» Input records:
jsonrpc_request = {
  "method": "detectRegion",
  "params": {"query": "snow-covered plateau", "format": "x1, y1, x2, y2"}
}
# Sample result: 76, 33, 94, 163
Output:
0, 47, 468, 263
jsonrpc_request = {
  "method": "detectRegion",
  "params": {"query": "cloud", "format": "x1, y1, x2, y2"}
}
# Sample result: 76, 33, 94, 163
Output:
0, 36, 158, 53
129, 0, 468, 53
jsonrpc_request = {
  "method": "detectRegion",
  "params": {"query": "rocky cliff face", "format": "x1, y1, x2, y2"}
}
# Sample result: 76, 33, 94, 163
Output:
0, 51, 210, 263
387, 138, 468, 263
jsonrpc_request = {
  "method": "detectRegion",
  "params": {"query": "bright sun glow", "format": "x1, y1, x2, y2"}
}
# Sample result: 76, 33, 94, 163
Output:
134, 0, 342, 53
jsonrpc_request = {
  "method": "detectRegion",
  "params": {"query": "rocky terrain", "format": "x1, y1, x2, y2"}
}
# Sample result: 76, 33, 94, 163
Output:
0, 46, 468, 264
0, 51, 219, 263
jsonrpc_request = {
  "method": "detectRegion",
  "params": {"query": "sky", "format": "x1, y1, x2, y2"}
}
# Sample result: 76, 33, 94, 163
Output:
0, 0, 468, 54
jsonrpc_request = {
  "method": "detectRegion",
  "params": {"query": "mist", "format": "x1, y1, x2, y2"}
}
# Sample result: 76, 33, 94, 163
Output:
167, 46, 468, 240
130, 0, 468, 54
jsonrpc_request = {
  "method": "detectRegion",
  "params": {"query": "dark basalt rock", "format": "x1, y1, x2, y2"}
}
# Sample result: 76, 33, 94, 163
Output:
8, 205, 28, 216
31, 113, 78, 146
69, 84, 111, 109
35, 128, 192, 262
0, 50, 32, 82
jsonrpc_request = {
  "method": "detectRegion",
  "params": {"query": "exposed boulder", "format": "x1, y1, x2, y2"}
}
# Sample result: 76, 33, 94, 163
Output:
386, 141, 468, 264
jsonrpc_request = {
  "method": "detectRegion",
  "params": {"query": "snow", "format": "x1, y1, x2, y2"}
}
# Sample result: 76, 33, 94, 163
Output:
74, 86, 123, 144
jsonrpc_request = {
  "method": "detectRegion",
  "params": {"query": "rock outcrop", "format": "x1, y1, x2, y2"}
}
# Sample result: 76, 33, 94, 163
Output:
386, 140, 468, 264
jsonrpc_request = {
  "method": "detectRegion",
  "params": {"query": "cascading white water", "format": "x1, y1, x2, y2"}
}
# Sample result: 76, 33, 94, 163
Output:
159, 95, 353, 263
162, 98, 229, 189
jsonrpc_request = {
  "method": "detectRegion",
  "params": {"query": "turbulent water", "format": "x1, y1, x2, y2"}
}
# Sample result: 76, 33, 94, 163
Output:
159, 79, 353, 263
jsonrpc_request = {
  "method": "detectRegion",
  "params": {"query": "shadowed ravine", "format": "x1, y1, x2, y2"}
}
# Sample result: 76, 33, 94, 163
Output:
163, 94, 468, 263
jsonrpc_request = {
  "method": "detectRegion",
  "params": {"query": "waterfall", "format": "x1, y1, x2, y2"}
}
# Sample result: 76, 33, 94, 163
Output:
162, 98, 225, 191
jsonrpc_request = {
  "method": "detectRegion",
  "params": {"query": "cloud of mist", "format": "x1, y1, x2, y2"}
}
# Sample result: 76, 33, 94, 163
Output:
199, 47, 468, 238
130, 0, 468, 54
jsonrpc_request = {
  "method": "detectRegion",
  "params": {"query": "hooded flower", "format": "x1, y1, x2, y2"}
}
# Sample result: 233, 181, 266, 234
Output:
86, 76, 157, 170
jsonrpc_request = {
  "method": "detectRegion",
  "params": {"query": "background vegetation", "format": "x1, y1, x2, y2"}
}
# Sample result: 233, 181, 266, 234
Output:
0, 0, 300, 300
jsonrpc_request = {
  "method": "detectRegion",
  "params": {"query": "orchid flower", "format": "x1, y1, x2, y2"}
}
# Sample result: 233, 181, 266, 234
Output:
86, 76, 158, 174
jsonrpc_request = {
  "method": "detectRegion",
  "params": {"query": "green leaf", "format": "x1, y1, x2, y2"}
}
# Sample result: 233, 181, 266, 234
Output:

» Given problem: Tally the lines of the entries above that contain the string "mist", treating case as significant, and give only the number.

» Response to this task: 2